# Holiday Inn Sunspree Resort & Casino - Aruba



## gannab (Mar 9, 2006)

We will be going to this resort in October and have never been to aruba....Does anyone have any pro-s or con's concerning this resort...I know its not fancy but sounded perfect for us...thanks  Judy & Will  (young seniors)  if you could e-mail me at gannab5@charter.net that would be appreciated.


----------



## caribbean (Mar 9, 2006)

Natalee Holloway stayed there.


----------



## gmarine (Mar 9, 2006)

caribbean said:
			
		

> Natalee Holloway stayed there.



That has what to do with the question by the OP ?


----------



## Chip (Mar 10, 2006)

Visit the Aruba BB for answers to all your questions. There are plenty of experts there that will take good care of you.

http://bb.visitaruba.com/

Chip


----------



## Blondie (Mar 11, 2006)

Several of my friends have stayed there and liked it. I would be worried if it is spring break time as that is where kids will likely end up of because of the all inclusive and booze


----------



## POJ7 (Mar 11, 2006)

(Tasks):
1. Write out the part of the Aruba resort thread from "# Holiday Inn" to "caribbean (Mar 9, 2006)", word for word.
2. Carry on the Aruba resort thread, starting right after its last line.

(Given material):
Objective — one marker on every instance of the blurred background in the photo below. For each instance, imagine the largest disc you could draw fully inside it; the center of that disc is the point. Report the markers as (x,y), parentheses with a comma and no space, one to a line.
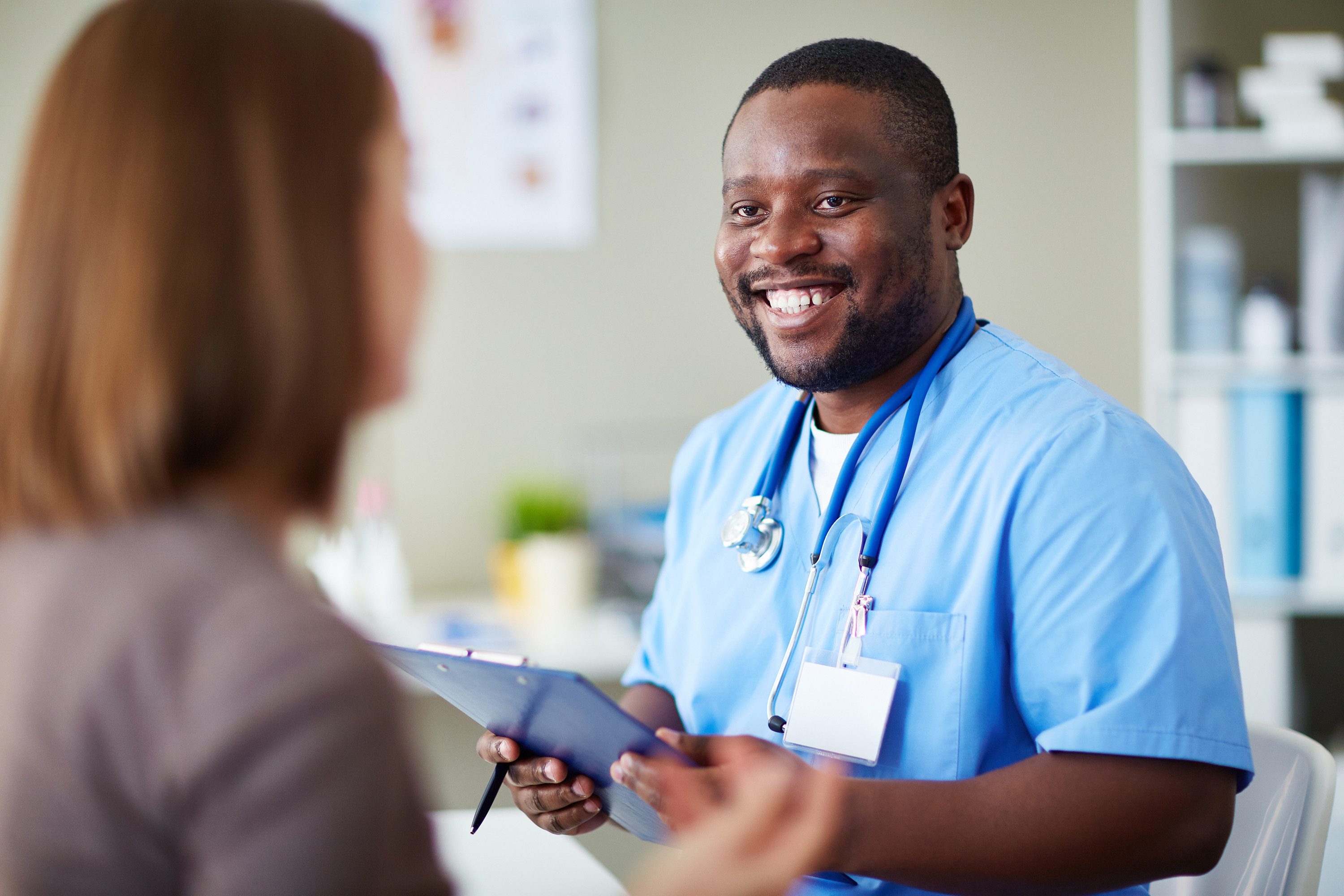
(1159,203)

(Answers to the problems):
1.
# Holiday Inn Sunspree Resort & Casino - Aruba



## gannab (Mar 9, 2006)

We will be going to this resort in October and have never been to aruba....Does anyone have any pro-s or con's concerning this resort...I know its not fancy but sounded perfect for us...thanks  Judy & Will  (young seniors)  if you could e-mail me at gannab5@charter.net that would be appreciated.


----------



## caribbean (Mar 9, 2006)

2.
The Holiday Inn is very tired and the beach has always been packed solid whenever we have visited Aruba (vacation weeks).  Holiday Inn is planning to renovate.

You may want to consider the Divi Aruba or Divi Tamarijn.  They are low rise hotels on a beautiful beach (Eagle Beach) and not the least bit fancy.  Both are great places to stay if you don't want to sit on a beach with the masses.

Wherever you stay, I'm sure you'll love Aruba.  Good luck.


----------



## lvhmbh (Mar 18, 2006)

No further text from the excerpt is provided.